[Dataset content]

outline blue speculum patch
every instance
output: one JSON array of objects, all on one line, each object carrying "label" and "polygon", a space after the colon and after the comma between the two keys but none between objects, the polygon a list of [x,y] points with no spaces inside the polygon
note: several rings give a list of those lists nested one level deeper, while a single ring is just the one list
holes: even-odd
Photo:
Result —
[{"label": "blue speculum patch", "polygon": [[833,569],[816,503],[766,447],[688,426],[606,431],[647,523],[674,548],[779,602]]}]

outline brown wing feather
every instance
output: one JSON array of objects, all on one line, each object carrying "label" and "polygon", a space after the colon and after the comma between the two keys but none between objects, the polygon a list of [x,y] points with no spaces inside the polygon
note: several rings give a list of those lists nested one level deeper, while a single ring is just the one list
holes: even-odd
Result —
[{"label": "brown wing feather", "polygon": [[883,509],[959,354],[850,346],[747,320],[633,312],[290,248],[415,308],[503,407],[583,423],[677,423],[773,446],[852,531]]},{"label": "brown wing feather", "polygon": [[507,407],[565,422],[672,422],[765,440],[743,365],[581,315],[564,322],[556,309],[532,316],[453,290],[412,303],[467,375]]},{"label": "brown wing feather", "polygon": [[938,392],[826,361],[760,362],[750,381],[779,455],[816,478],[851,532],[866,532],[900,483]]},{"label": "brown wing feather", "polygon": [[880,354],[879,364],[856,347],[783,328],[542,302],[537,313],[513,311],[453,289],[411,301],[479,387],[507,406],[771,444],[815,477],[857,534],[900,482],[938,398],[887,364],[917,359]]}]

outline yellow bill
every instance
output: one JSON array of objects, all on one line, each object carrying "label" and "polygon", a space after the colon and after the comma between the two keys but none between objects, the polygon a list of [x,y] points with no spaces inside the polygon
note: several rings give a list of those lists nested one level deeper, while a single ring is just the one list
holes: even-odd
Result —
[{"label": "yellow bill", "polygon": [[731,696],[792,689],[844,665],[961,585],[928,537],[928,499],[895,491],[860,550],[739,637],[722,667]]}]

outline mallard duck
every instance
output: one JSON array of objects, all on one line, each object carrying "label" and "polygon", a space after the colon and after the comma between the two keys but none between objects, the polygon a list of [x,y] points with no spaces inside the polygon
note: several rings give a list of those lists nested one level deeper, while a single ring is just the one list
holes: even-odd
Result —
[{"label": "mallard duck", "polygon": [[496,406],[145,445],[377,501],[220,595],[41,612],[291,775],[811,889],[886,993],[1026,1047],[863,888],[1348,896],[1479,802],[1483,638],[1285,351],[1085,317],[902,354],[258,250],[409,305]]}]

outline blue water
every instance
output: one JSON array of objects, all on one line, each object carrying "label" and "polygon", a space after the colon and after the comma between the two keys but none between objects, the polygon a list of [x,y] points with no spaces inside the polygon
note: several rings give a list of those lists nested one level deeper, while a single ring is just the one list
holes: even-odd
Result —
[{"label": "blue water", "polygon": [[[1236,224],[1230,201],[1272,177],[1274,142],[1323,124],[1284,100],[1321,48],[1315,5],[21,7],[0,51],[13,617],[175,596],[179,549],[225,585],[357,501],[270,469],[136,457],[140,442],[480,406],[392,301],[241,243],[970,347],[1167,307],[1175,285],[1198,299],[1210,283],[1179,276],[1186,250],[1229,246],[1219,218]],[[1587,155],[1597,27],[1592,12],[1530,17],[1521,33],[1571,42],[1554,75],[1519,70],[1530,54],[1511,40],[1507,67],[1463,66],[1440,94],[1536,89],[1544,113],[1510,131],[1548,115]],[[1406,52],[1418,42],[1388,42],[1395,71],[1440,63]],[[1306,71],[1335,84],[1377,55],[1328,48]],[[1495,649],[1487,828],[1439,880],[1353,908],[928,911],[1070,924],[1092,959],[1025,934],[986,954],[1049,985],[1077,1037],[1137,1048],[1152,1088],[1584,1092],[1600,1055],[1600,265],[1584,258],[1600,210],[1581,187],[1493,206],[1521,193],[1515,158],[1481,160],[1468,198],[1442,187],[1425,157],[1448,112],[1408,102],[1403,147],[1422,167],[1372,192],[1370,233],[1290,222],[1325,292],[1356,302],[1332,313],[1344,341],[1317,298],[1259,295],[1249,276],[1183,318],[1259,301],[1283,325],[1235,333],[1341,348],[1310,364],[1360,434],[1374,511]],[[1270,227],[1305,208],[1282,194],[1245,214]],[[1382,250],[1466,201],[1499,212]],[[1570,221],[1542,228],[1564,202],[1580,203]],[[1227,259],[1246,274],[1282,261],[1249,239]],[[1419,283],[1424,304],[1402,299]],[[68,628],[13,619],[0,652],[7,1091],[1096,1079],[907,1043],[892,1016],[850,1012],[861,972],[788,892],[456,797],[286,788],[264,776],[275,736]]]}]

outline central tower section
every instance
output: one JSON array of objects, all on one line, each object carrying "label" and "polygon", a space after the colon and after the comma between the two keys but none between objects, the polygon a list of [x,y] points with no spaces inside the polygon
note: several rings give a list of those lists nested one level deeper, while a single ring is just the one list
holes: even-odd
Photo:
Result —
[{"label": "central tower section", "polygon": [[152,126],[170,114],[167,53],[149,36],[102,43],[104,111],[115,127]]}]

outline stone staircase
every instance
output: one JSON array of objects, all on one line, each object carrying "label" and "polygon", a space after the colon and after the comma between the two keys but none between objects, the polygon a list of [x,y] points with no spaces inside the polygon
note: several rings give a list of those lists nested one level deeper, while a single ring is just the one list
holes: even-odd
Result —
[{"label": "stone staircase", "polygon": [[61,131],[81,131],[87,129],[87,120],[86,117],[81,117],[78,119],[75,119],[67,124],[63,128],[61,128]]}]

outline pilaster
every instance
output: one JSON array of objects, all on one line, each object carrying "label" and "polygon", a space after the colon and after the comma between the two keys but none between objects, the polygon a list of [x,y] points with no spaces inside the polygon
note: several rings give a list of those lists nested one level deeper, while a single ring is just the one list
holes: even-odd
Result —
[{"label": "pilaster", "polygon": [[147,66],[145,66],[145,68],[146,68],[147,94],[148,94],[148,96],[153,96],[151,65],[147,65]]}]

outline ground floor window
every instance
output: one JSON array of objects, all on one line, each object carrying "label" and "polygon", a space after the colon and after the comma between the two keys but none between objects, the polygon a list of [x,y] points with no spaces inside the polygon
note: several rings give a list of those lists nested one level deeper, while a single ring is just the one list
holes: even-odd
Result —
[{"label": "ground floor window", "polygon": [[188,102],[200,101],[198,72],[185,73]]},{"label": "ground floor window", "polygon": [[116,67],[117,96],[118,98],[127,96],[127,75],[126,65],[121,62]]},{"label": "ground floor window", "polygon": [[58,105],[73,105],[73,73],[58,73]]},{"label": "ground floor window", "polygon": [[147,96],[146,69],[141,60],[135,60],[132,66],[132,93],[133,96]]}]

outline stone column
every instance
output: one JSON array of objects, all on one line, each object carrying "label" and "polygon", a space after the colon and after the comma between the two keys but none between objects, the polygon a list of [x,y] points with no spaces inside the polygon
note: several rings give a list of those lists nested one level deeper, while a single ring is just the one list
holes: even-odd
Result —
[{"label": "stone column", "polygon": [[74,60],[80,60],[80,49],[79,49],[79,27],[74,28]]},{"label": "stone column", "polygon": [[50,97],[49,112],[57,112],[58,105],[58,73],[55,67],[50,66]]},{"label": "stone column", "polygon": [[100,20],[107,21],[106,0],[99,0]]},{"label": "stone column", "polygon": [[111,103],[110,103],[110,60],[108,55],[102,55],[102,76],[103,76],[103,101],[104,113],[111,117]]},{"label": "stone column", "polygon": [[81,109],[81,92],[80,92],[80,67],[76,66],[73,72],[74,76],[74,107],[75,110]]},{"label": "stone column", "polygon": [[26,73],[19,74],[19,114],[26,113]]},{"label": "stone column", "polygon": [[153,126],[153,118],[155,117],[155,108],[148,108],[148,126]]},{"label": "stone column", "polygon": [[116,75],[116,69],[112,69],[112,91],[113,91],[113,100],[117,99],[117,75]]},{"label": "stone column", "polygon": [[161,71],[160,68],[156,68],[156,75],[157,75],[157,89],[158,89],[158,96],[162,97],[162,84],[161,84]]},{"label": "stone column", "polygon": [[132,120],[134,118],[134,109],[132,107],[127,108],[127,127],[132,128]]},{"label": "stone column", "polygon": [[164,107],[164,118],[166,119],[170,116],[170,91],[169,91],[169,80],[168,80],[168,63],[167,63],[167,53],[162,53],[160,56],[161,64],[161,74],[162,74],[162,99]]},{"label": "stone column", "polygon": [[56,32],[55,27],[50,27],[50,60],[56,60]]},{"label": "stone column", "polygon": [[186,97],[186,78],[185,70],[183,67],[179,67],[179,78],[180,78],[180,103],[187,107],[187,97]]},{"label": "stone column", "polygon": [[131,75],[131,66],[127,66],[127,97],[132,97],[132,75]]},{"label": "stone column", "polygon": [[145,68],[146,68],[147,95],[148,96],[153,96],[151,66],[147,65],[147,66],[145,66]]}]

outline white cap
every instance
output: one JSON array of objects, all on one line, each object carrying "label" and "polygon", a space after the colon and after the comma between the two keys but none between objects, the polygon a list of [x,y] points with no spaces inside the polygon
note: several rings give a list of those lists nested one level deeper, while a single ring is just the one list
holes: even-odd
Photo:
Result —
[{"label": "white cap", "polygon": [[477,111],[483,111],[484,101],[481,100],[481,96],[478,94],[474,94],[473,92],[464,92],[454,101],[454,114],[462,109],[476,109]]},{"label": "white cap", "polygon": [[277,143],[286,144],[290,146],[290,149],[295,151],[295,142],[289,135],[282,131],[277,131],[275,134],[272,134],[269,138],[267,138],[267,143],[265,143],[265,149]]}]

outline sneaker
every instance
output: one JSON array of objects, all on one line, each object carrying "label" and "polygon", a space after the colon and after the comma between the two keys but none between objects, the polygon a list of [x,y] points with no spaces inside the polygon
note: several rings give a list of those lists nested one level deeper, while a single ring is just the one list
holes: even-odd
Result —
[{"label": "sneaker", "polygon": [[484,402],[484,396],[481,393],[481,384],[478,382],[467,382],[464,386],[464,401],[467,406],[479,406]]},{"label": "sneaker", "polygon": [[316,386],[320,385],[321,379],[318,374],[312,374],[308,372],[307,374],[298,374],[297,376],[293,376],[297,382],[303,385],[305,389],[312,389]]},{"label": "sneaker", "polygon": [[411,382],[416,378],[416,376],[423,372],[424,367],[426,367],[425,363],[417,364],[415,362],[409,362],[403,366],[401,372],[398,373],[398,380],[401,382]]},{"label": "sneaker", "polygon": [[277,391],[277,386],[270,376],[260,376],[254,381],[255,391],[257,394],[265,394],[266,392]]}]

[/Dataset content]

Assigned task >> When the word "outline" shows up in a line of the entries, report that line.

Written answer >>
outline blue speculum patch
outline brown wing feather
outline yellow bill
outline mallard duck
outline blue water
outline central tower section
outline stone staircase
outline pilaster
outline ground floor window
outline stone column
outline white cap
outline sneaker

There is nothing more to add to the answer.